**WHAT YOU SHOULD DO**
Quote the material below word for word, leaving out the pictures.

**RECORDS SUPPLIED**
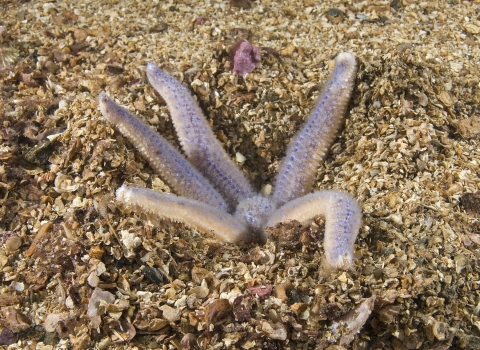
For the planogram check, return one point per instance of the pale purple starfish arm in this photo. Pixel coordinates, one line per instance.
(201, 216)
(199, 143)
(185, 179)
(343, 219)
(298, 169)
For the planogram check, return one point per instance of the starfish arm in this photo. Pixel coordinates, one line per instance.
(298, 169)
(198, 215)
(343, 219)
(199, 143)
(184, 178)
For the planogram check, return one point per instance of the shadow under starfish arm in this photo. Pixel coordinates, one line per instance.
(201, 216)
(185, 179)
(297, 171)
(199, 143)
(343, 219)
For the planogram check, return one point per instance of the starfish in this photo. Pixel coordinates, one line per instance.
(215, 196)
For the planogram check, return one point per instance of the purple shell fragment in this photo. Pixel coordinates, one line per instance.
(245, 59)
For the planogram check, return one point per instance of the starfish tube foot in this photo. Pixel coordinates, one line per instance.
(343, 218)
(162, 156)
(201, 216)
(310, 145)
(198, 142)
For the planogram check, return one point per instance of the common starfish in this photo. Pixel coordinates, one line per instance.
(215, 196)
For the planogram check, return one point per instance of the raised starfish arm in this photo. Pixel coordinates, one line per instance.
(198, 215)
(298, 169)
(185, 179)
(343, 218)
(199, 143)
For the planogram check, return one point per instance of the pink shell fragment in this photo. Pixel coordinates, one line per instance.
(245, 59)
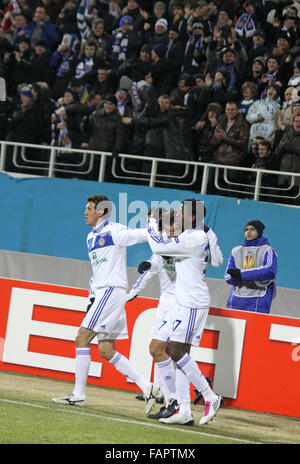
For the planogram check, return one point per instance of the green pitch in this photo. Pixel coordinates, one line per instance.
(115, 417)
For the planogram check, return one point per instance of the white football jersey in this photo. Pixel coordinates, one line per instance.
(192, 247)
(165, 267)
(107, 252)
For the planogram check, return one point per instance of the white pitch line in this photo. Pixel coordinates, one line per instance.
(128, 421)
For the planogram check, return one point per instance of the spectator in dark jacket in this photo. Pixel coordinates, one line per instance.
(42, 29)
(25, 126)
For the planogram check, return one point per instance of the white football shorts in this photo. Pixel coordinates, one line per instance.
(164, 318)
(188, 325)
(107, 316)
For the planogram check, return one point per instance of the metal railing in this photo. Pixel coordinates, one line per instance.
(196, 175)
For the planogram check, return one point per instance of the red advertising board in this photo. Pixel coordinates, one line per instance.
(253, 359)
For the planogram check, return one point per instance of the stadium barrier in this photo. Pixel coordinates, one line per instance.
(253, 359)
(196, 175)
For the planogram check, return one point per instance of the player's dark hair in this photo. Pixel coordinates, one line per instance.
(102, 203)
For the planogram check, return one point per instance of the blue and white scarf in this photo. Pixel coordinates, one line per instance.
(245, 25)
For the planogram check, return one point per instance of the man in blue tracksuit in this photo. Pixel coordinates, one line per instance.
(251, 270)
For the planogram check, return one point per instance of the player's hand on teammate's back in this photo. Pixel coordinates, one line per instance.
(236, 273)
(144, 266)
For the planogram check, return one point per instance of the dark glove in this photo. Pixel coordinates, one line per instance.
(90, 304)
(115, 154)
(236, 273)
(144, 266)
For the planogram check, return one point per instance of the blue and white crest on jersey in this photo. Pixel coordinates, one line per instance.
(100, 241)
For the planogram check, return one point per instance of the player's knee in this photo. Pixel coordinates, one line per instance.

**FINISHED EXERCISE**
For the planogram check, return one point per instance of the pale purple starfish arm in this photo. Pixel coordinates, one line per instance.
(201, 216)
(199, 143)
(185, 179)
(343, 219)
(298, 169)
For the planogram check, return one point per instance of the starfish arm in this photo. Pixel coordinates, one line per instance.
(298, 169)
(198, 215)
(343, 219)
(199, 143)
(184, 178)
For the planogram check, return one point per instance of the shadow under starfish arm in this photo. Pixel coordinates, one line per instance.
(201, 216)
(185, 179)
(297, 171)
(199, 143)
(343, 219)
For the planogram check, return one point per instance of the starfish in this photo. Pixel coordinates, one line per instance.
(215, 196)
For the planogram check, return one point per instance of the purple shell fragment in this photo. Pixel coordinates, one line per instance.
(245, 59)
For the planogram check, return one point per instance of the starfish tube foot in this photo. Pixel coordinates, one line per instance.
(343, 218)
(162, 156)
(201, 216)
(310, 145)
(198, 142)
For the planogram check, return one point per instance of the common starfish in this photo. Pixel coordinates, one line per instance.
(215, 196)
For the planogram check, return one point per instance of the raised starfish arm in this photo. Pixel coordinates, one line per instance.
(198, 215)
(298, 169)
(185, 179)
(343, 218)
(199, 143)
For the planogram check, return one point per instance of the pink shell fragment in this photo. Pixel coordinates, one line per instance.
(245, 59)
For the planogram check, return one point per instance of the green pitch in this photo. Pixel coordinates, one line per instance.
(115, 417)
For the planogram check, return one point per instance of the white football jersey in this photo. Pixel coordinates, one line per instance.
(192, 247)
(165, 267)
(107, 252)
For the planogram check, return one point per instance of the white pitch line in this photo. Pixel coordinates, one line per instance.
(128, 421)
For the planogram check, return one point per instance of the spectator in dark jacket in this photo. Pixel coordinates, one line per instance.
(42, 29)
(25, 126)
For the planogram check, return one point per instance of the white football shorts in this photo. Pixel coordinates, one line per instance.
(164, 318)
(188, 325)
(107, 316)
For the planogram check, return one point per instance of the metal railing in this photo. Pixel coordinates, one line per instance.
(196, 175)
For the planogram check, return one point per instance of the red advertising board in this photo. Pixel coordinates, one line per instance.
(253, 359)
For the planogram check, return one point per instance of the stadium barrier in this photo. Pixel coordinates, one line per instance.
(253, 359)
(196, 175)
For the planogram check, return one point per instance of the player's dark hair in this photo. Pixel coordinates, one line per instance.
(102, 203)
For the planogram check, return one point per instance of the blue and white scarf in this photo. Pixel coordinates, one line per instance.
(245, 25)
For the planogram check, return one point per instance of the man in blue tracksuit in this photo. Pixel coordinates, one line per instance.
(251, 270)
For the planogram check, return one point per instance of the player's hand on teammate's back in this photo. Pixel coordinates, one line per instance.
(236, 273)
(144, 266)
For the planogram check, return one point per instance of the dark glove in this photo. Pixel coordinates, one line per instance.
(90, 304)
(115, 154)
(236, 273)
(144, 266)
For the planogram check, return one point per instance of the blue and white crest on jersey in this photo. Pixel coordinates, one line per instance.
(100, 241)
For the planogram check, return one point per instance of the player's knee in this photo. Pixel coordinates, one line per instance.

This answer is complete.